__PROVIDED DATA__
---------------

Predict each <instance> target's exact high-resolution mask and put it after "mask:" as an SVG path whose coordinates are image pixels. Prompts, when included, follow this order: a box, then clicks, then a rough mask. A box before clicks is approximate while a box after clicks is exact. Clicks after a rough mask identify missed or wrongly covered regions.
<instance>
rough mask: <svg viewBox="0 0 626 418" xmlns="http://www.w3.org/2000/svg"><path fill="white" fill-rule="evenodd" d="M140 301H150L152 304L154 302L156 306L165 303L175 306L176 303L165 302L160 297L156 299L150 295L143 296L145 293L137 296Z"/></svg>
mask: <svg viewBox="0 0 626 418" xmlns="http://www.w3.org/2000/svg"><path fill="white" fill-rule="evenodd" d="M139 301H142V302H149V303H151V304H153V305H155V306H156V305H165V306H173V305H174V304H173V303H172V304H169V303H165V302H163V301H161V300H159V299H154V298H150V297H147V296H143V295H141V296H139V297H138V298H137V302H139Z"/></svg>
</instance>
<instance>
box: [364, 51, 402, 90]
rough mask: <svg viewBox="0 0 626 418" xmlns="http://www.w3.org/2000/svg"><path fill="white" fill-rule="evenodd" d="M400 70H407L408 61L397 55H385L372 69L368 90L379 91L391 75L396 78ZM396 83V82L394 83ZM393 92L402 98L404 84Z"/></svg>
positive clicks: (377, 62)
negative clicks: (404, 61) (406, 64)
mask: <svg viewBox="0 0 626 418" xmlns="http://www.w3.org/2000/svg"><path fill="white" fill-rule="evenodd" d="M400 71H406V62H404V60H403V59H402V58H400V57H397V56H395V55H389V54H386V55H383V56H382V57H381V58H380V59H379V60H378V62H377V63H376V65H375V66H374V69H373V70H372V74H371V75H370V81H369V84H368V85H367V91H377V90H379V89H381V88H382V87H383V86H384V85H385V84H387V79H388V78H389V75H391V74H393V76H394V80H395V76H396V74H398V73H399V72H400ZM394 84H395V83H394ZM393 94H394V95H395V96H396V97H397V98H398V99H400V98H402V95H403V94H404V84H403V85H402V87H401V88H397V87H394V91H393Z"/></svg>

---------------

__PROBLEM TO SOLVE__
Everything in the material above is to be copied exactly.

__THE ANSWER__
Predict each <instance> target's exact high-resolution mask and put it after "mask:" as an SVG path whose coordinates are image pixels. Prompts, when included, follow this order: a box, then clicks, then a rough mask. A box before clicks is approximate while a box after clicks is exact. Clicks after a rough mask identify missed or wrongly covered regions.
<instance>
rough mask: <svg viewBox="0 0 626 418" xmlns="http://www.w3.org/2000/svg"><path fill="white" fill-rule="evenodd" d="M140 301H150L152 304L154 302L156 306L165 303L175 306L176 303L165 302L160 297L156 299L150 295L143 296L145 293L137 296Z"/></svg>
mask: <svg viewBox="0 0 626 418" xmlns="http://www.w3.org/2000/svg"><path fill="white" fill-rule="evenodd" d="M139 301H142V302H149V303H151V304H153V305H155V306H156V305H165V306H173V305H174V304H173V303H172V304H169V303H165V302H163V301H161V300H159V299H154V298H150V297H147V296H143V295H141V296H139V297H138V298H137V302H139Z"/></svg>
</instance>
<instance>
box: [364, 51, 402, 90]
rough mask: <svg viewBox="0 0 626 418" xmlns="http://www.w3.org/2000/svg"><path fill="white" fill-rule="evenodd" d="M400 70H407L408 61L397 55H385L372 69L368 90L379 91L391 75L396 78ZM396 83V82L394 83ZM393 92L402 98L404 84Z"/></svg>
positive clicks: (377, 62)
negative clicks: (404, 61) (406, 64)
mask: <svg viewBox="0 0 626 418" xmlns="http://www.w3.org/2000/svg"><path fill="white" fill-rule="evenodd" d="M400 71H406V62H404V60H403V59H402V58H400V57H397V56H395V55H389V54H386V55H383V56H382V57H381V58H380V59H379V60H378V62H377V63H376V65H375V66H374V69H373V70H372V74H371V75H370V81H369V84H368V85H367V91H377V90H379V89H381V88H382V87H383V86H384V85H385V84H387V79H388V78H389V75H391V74H393V76H394V80H395V76H396V74H398V73H399V72H400ZM394 84H395V83H394ZM393 94H394V95H395V96H396V97H397V98H398V99H400V98H402V95H403V94H404V84H403V85H402V87H401V88H397V87H394V91H393Z"/></svg>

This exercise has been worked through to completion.